Document excerpt
____
Liberal Democrat leader Nick Clegg faces two battles in Britain’s general election. The first, obviously, is for his party’s standing in the country – but his second battle is closer to home, in his Sheffield Hallam constituency, where he is fighting for his political life.

At the start of April, Lord Ashcroft gave the Liberal Democrats a serious scare with his latest poll of the seat, which put Clegg on 34% – two points behind Labour. If these numbers are borne out on May 7, Clegg could be his party’s highest-profile casualty in what looks set to be its worst general election since it was formed.

That Clegg is at risk of losing his seat at all is remarkable, since this is just not something that happens to the leaders of mainstream political parties. Modern party leaders tend to have one basic thing in common: they are generally MPs for seats where their party wins by comfortable majorities. Members with precarious majorities simply cannot guarantee being in the Commons long enough to rise through the ranks.
____
Given data
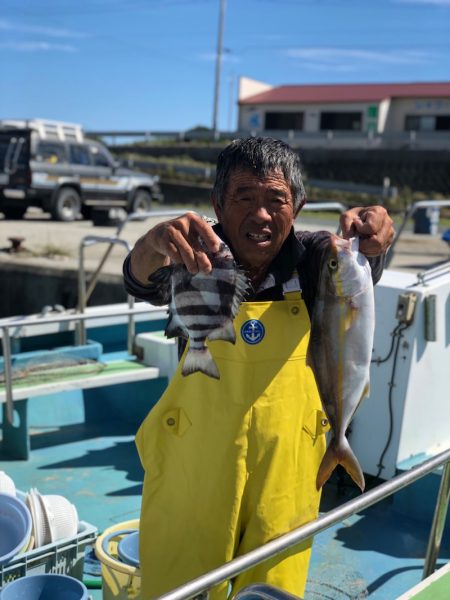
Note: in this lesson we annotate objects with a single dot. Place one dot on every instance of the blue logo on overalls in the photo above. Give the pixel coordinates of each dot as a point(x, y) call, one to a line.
point(252, 331)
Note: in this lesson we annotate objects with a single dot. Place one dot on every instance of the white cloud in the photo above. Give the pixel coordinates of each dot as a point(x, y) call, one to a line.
point(343, 58)
point(37, 47)
point(6, 25)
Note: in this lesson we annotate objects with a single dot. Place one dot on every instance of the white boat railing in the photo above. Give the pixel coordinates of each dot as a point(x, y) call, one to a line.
point(202, 584)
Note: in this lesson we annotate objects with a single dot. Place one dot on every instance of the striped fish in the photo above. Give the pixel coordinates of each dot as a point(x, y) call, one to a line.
point(203, 307)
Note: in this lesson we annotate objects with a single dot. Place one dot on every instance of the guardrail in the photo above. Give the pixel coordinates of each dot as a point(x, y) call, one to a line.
point(205, 582)
point(14, 323)
point(410, 212)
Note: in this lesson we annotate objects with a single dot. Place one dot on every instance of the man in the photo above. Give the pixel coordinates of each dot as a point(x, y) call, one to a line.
point(231, 464)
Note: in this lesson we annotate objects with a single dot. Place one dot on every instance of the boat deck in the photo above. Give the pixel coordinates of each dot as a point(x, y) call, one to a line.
point(378, 553)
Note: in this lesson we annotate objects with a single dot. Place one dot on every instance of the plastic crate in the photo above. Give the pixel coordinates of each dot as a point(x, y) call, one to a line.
point(64, 556)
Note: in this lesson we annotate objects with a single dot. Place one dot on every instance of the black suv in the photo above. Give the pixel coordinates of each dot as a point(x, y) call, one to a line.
point(52, 165)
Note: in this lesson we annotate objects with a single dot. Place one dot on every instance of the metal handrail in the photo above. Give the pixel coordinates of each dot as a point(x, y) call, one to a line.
point(7, 324)
point(137, 216)
point(242, 563)
point(91, 240)
point(412, 209)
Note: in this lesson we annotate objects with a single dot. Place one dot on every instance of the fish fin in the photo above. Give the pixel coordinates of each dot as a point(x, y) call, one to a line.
point(200, 360)
point(225, 333)
point(174, 328)
point(242, 284)
point(350, 317)
point(340, 454)
point(366, 391)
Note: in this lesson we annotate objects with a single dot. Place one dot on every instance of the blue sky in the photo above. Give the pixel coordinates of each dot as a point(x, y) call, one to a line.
point(150, 64)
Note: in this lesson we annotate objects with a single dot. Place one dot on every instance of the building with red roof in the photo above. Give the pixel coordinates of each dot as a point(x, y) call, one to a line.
point(347, 113)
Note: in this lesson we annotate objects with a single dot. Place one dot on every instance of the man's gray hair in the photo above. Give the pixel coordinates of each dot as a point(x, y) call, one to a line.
point(261, 156)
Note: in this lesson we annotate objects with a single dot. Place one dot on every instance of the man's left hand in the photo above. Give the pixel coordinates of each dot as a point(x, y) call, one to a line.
point(372, 224)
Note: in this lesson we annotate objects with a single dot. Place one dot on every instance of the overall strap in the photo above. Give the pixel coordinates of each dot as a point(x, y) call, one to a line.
point(291, 288)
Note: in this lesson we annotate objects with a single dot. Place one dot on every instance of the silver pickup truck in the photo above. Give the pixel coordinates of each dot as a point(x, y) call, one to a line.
point(52, 165)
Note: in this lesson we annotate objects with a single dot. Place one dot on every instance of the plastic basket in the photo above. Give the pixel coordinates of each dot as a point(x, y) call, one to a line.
point(65, 557)
point(119, 580)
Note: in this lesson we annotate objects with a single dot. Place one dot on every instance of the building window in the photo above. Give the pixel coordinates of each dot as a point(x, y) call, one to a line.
point(343, 121)
point(443, 123)
point(51, 153)
point(284, 120)
point(79, 155)
point(427, 123)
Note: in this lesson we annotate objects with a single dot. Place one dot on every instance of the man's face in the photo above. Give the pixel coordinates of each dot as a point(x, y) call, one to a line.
point(256, 216)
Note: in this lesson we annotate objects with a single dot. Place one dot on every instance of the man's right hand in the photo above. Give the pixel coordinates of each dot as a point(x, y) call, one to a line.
point(175, 241)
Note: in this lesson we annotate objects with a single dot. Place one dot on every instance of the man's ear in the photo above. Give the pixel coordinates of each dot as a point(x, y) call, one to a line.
point(217, 208)
point(301, 205)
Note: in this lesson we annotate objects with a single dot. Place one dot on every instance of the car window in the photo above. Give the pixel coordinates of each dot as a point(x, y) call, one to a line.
point(99, 158)
point(50, 152)
point(79, 155)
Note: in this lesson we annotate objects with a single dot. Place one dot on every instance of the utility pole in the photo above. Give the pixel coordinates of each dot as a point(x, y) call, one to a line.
point(218, 69)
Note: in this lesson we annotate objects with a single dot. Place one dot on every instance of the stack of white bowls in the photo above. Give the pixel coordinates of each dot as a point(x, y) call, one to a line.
point(54, 517)
point(7, 485)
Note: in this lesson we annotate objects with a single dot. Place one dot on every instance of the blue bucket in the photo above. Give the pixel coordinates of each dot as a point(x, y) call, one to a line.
point(45, 587)
point(15, 527)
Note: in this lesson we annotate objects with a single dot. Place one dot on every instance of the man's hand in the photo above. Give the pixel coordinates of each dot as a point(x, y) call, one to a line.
point(372, 224)
point(176, 241)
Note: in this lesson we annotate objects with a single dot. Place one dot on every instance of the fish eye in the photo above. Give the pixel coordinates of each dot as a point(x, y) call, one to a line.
point(333, 264)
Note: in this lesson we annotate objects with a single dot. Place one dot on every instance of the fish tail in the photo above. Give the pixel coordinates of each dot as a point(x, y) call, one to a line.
point(200, 359)
point(340, 453)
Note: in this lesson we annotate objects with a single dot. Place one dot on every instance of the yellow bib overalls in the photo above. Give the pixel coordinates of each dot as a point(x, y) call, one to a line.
point(231, 464)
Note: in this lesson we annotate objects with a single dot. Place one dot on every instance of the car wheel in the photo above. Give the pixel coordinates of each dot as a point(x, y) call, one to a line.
point(142, 202)
point(66, 205)
point(86, 212)
point(13, 212)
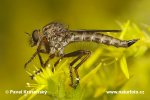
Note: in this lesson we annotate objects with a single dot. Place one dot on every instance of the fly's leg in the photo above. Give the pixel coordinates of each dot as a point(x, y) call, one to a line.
point(80, 54)
point(33, 56)
point(87, 53)
point(42, 62)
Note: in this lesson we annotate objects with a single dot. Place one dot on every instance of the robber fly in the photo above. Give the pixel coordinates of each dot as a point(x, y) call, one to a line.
point(56, 36)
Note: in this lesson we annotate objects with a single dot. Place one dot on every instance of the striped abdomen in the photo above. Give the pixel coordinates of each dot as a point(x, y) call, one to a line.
point(101, 38)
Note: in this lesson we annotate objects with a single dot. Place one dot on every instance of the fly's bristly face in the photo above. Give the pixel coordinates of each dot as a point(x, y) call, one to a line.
point(54, 28)
point(35, 36)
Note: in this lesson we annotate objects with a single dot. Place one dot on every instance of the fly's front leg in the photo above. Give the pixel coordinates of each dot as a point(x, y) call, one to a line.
point(33, 56)
point(84, 52)
point(80, 54)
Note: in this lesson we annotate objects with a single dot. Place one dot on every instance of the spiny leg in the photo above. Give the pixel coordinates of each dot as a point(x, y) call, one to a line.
point(42, 63)
point(80, 54)
point(33, 56)
point(87, 53)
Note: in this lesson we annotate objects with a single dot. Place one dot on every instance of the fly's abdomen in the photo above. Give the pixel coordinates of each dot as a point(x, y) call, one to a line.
point(101, 38)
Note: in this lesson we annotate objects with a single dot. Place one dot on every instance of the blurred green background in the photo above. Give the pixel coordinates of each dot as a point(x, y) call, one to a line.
point(20, 16)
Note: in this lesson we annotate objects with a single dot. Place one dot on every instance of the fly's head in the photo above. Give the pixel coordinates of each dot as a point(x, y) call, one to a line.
point(54, 29)
point(34, 37)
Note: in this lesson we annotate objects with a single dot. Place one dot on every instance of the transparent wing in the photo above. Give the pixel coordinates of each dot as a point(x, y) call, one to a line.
point(94, 30)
____
Requirements
1/ According to the excerpt on Nick Clegg's race in Sheffield Hallam, what share of the vote did Lord Ashcroft's early-April poll give Clegg?
2/ Rewrite the records from the line containing "the man's gray" through the line containing "point(291, 288)", replacing "lesson" with "exercise" and leaving everything else unchanged.

Response list
1/ It gave him 34%, two points behind Labour.

2/
Note: in this exercise we annotate objects with a single dot. Place one dot on every instance of the man's gray hair in the photo above. Give the pixel coordinates of each dot as a point(x, y) call, one to a line.
point(261, 156)
Note: in this exercise we annotate objects with a single dot. Place one dot on every instance of the man's left hand in the photo above. Give the pixel coordinates of each dot as a point(x, y) call, one to a line.
point(372, 224)
Note: in this exercise we annotate objects with a single dot. Place one dot on every instance of the overall strap in the photo above. Give the pixel coordinates of each dot as a point(x, y) call, one to a line.
point(291, 288)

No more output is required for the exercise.